▸ **Records shown**:
===
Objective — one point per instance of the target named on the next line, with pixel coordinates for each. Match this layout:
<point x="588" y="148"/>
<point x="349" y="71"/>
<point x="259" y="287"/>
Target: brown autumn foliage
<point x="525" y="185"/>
===
▸ **Work required**: Reproduce all of the lines above, replacing "autumn" with "fall" and leaving every other character unchanged.

▸ **Exercise solution**:
Objective — one point per instance of the target named on the next line, with pixel coordinates for each. Match this layout:
<point x="588" y="148"/>
<point x="349" y="71"/>
<point x="259" y="287"/>
Target: brown fall foliage
<point x="525" y="185"/>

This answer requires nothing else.